INPUT RECORDS section start
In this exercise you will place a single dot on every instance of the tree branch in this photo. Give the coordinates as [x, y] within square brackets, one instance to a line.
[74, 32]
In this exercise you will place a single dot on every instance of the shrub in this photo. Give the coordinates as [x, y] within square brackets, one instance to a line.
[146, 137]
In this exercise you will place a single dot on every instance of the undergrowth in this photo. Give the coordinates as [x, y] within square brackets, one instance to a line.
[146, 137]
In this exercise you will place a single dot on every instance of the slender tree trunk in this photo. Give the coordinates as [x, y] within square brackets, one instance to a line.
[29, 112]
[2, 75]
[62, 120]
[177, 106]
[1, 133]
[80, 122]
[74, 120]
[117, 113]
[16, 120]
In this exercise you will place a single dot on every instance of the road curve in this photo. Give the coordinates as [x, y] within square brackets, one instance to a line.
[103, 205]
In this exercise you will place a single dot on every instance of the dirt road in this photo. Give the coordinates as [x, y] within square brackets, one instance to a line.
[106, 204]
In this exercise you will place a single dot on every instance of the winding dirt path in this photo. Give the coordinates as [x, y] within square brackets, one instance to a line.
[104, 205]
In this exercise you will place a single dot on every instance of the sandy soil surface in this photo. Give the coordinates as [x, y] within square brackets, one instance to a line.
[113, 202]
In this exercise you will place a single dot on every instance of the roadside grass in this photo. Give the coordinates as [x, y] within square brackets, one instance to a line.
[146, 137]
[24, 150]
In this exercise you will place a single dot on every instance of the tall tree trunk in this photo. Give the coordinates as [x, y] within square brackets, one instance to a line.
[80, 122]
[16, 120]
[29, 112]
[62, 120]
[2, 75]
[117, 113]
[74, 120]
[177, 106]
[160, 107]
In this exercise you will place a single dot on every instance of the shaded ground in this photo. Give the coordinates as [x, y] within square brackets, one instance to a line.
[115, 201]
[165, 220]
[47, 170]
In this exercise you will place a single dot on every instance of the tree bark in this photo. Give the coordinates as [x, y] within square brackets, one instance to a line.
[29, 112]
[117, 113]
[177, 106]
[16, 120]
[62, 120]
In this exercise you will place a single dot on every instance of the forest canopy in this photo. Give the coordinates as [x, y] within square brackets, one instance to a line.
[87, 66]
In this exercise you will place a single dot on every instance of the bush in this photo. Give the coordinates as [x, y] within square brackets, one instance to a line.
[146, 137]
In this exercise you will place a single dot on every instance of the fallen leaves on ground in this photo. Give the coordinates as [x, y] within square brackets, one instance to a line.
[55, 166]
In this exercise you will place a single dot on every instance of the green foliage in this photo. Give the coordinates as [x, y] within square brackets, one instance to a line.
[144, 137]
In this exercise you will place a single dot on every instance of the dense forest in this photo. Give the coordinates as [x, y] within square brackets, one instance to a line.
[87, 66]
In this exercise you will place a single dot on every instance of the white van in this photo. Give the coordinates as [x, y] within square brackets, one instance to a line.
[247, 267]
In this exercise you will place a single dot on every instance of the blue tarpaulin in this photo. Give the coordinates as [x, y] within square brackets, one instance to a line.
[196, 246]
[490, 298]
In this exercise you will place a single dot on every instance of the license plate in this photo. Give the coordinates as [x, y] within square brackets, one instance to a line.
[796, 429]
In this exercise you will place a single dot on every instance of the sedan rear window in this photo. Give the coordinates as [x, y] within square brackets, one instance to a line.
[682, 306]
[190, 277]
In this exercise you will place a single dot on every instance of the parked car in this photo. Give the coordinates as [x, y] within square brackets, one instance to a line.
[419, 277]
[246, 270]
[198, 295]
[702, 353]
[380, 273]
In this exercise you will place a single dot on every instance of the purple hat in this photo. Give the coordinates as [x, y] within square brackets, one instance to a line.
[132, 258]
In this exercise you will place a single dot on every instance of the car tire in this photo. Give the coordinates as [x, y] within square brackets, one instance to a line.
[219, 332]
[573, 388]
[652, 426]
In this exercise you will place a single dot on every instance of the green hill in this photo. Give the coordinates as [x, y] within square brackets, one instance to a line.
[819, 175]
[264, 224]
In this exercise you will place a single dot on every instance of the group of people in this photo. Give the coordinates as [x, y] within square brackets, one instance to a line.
INPUT RECORDS section end
REQUIRED WORK> For every entry above, give it back exactly as written.

FINISHED EXERCISE>
In this exercise you will place a single dot on every instance of the tree branch in this photo. Give the coordinates as [x, y] within square brackets, one instance to a line.
[74, 32]
In this exercise you will place a single dot on every instance of the shrub in this photo. Give the coordinates as [x, y] within square brackets, one instance to a line.
[146, 137]
In this exercise you will place a single dot on every instance of the undergrowth in this photo. Give the coordinates as [x, y] within square brackets, one instance to a line.
[146, 137]
In this exercise you will place a single dot on every instance of the slender tree trunk in this photo. Give the coordinates as [x, y] within square brackets, one instance to a line.
[29, 112]
[2, 75]
[62, 120]
[177, 106]
[1, 133]
[80, 122]
[74, 120]
[117, 113]
[16, 120]
In this exercise you will place a single dot on every instance of the road curve in this photo. Give the coordinates as [x, y] within square brackets, one instance to a line.
[103, 205]
In this exercise you will place a single dot on every instance of the dirt road in this photo. Give the coordinates as [x, y] within square brackets, one instance to a line.
[106, 204]
In this exercise you will place a single dot on every instance of the winding dirt path in this photo. Give the coordinates as [x, y] within square brackets, one instance to a line.
[104, 205]
In this exercise you will place a single dot on every instance of the sandy soil surface in this photo. Give the coordinates as [x, y] within square brackets, one instance to a line.
[113, 202]
In this exercise you will place a single dot on every instance of the roadside grass in this photo. Give the coordinates as [x, y] within square brackets, one instance to a line.
[146, 137]
[24, 150]
In this exercise you will place a single dot on every instance of the tall tree trunk in this photo. Give the coordinates as [x, y] within square brackets, one instance to a line.
[80, 122]
[16, 120]
[29, 112]
[62, 120]
[2, 75]
[117, 113]
[74, 120]
[177, 106]
[160, 107]
In this exercise you will place a single dot on every instance of the shaded ground in this photo. Give the coordinates as [x, y] within square brackets, one instance to a line.
[115, 201]
[165, 220]
[47, 170]
In this exercise you will place a single dot on every instance of the tree bark in this photo. Give the coordinates as [x, y] within square brackets, one instance to a line.
[29, 112]
[117, 113]
[177, 106]
[16, 120]
[62, 120]
In this exercise you will place a single dot on every instance of the forest canopy in this photo. Give the coordinates as [x, y] within square brackets, one instance to a line.
[87, 66]
In this exercise you will place a single dot on every instance of the bush in this photo. Give the coordinates as [x, y] within square brackets, one instance to a line.
[146, 137]
In this exercise you will place a single dot on every instance of the fallen leaves on ground in this photo. Give the coordinates as [x, y] within square brackets, one instance to a line.
[55, 166]
In this exercise you will place a single dot on every instance of the green foliage in this photo. Give the coordinates as [x, y] within square brackets, one instance to a line.
[144, 137]
In this exercise you will place a single dot on every instance of the dense forest in this photo. Give the coordinates as [x, y] within square brackets, one instance to a line.
[87, 66]
In this exercise you will place a single dot on every instance of the white van in this photo. Give the coordinates as [x, y] within square brackets, one instance to a line.
[247, 267]
In this exercise you will place a single dot on every instance of the blue tarpaulin in this photo. Give the coordinates as [x, y] within square brackets, one instance to a line.
[196, 246]
[490, 298]
In this exercise you will place a single dot on every instance of the license plate in this photo. Give the coordinates as [x, y] within square brackets, one instance to a line.
[796, 429]
In this exercise you will place a single dot on every instance of the sedan rear window in this photo. Give the coordinates as [x, y] within square brackets, one instance to a line.
[682, 306]
[190, 277]
In this exercise you will place a single dot on every instance of the parked car in this photo. Give the coordinates as [x, y] within square brackets, one instance to a line.
[419, 277]
[246, 270]
[198, 295]
[702, 353]
[380, 273]
In this exercise you will place a single dot on every instance of the purple hat in this photo. Give the coordinates as [x, y] within square brackets, one instance to a line.
[132, 258]
In this exercise you will place a single dot on every instance of the car tire in this photo. Give the coordinates as [x, y] within square brackets, one instance to a line.
[219, 332]
[573, 388]
[652, 426]
In this exercise you will place a single dot on every instance of the green hill in this photo. Give the coordinates as [x, y] within square brackets, one instance to a line.
[819, 175]
[264, 224]
In this exercise you will place a single dot on every instance of the group of people in this photo. Give the coordinates as [x, y] within square brackets, one instance to a line.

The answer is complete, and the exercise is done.